◆ **SELECTION**

>>>

When people talk about the importance of the Latino vote in US presidential elections, I am always reminded of the old joke people used to make about Brazil: “It’s the country of the future, and always will be.”
Hispanics now account for 18 percent of the US population, or 60 million people, and for the past several presidential elections we have been told we would prove the decisive voting bloc. But the hype has been premature and exaggerated, for at least three reasons: many of us are clustered in less competitive states like California and Texas (and you may recall our old friend the electoral college); we tend to punch below our weight, or numbers, in terms of participation in the process; and we are less of a “voting bloc” in any event, being more diverse than many political pundits would have you believe.
But there is one crucial battleground this year where the Latino vote will play an outsized role, and that’s in balmy, booming Maricopa County in Arizona.
But before we go there, let’s remind ourselves of some basic math. Donald Trump defeated Hillary Clinton in 2016 by a score of 306-to-232 electoral college votes (pause here to vent about how that’s possible when he lost the popular vote by 3 million votes). Going into the 2020 vote, the polls don’t look good for the ailing president, and if he were to lose states like Florida or Ohio, this will be a Biden blowout.

<<<

◆ **TO DO**
A. Rewrite the piece on the Latino vote, beginning at the words "When people talk" and stopping after "have you believe.", with "voting bloc" changed to "constituency" throughout.
B. Answer these questions from the piece on the Latino vote:
(i) What share of the US population do Hispanics now account for?
(ii) In which county and state does the piece say the Latino vote will play an outsized role this year?
(iii) By what electoral college score did Donald Trump defeat Hillary Clinton in 2016?

◆ **GIVEN DATA**
>>>

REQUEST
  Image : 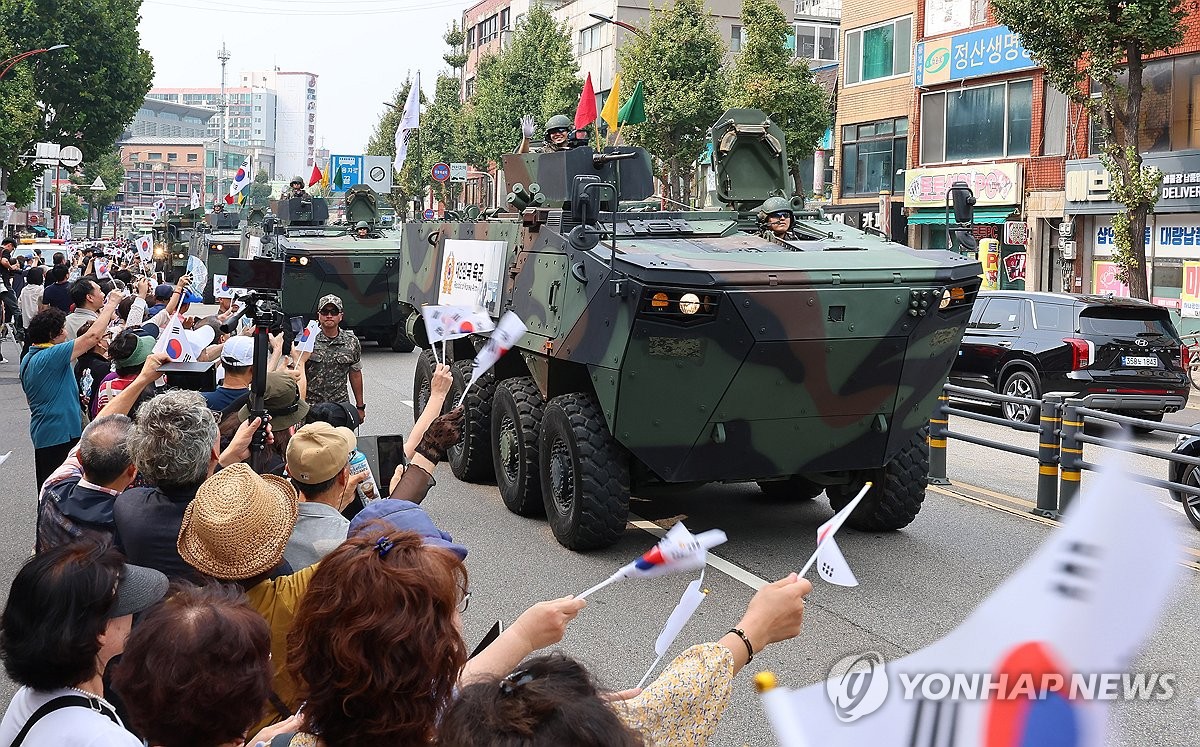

<<<

◆ **WORKED ANSWERS**
A.
When people talk about the importance of the Latino vote in US presidential elections, I am always reminded of the old joke people used to make about Brazil: “It’s the country of the future, and always will be.”
Hispanics now account for 18 percent of the US population, or 60 million people, and for the past several presidential elections we have been told we would prove the decisive constituency. But the hype has been premature and exaggerated, for at least three reasons: many of us are clustered in less competitive states like California and Texas (and you may recall our old friend the electoral college); we tend to punch below our weight, or numbers, in terms of participation in the process; and we are less of a “constituency” in any event, being more diverse than many political pundits would have you believe.

B.
(i) 18 percent, or 60 million people.
(ii) Maricopa County, Arizona.
(iii) 306 to 232.